AIM: Convert the records from the line with "Pin each instance of the blue" to the line with "Pin each instance of the yellow helmet", both included, into a JSON list of strings with one string per line and blank lines left out.

EXERCISE MATERIALS:
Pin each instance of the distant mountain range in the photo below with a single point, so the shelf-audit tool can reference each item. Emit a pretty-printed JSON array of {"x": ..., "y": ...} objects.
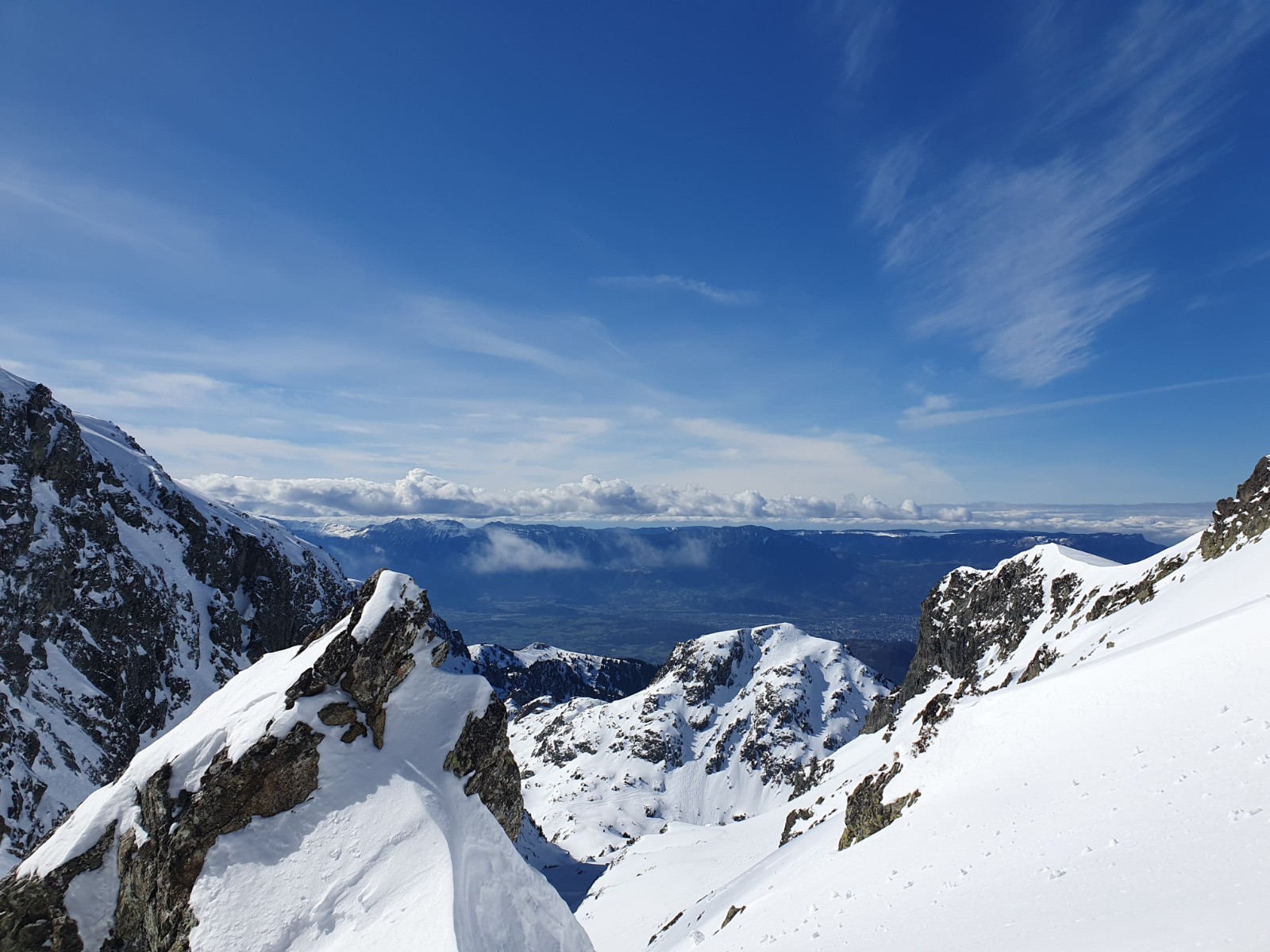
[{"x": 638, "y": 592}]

...

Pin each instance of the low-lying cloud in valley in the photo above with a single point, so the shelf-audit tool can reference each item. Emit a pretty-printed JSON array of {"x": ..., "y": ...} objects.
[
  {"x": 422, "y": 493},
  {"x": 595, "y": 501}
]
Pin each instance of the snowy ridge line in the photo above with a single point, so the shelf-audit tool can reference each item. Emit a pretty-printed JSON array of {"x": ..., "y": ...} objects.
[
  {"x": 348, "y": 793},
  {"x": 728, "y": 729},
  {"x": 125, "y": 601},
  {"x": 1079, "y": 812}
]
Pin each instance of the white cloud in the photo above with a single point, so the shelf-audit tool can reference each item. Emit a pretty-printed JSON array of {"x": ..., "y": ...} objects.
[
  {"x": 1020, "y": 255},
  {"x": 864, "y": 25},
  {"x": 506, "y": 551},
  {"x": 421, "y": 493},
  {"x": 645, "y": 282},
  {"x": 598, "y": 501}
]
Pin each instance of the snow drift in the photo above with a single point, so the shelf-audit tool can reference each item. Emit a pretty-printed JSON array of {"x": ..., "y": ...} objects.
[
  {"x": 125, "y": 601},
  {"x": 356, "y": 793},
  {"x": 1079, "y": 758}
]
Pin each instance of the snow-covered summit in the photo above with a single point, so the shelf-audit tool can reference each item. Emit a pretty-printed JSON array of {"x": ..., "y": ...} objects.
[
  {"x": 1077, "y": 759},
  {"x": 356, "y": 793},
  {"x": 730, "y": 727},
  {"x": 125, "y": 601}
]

---

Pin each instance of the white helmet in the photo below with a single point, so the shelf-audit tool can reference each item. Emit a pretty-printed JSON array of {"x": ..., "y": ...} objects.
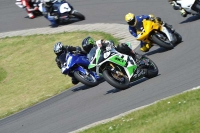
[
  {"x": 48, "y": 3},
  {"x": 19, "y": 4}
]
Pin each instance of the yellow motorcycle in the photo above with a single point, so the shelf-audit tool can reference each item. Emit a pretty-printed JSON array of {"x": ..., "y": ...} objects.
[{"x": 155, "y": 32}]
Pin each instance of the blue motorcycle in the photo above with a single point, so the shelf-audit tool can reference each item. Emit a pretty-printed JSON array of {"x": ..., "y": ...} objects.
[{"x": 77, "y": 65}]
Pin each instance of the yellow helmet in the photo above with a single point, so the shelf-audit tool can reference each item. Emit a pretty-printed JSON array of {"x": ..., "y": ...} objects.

WRITTEN SOLUTION:
[
  "Pin each instance of the blue motorcycle in the photo above with a single point, so the shelf-audit tool can reference each item. Emit a pretty-printed JSON array of {\"x\": ..., \"y\": ...} objects.",
  "[{\"x\": 77, \"y\": 65}]",
  "Pin each instance of the yellow helmet in the photo above with a single point, so the shelf-audit tool can reference each item. Emit a pretty-printed JSON array of {\"x\": ..., \"y\": ...} objects."
]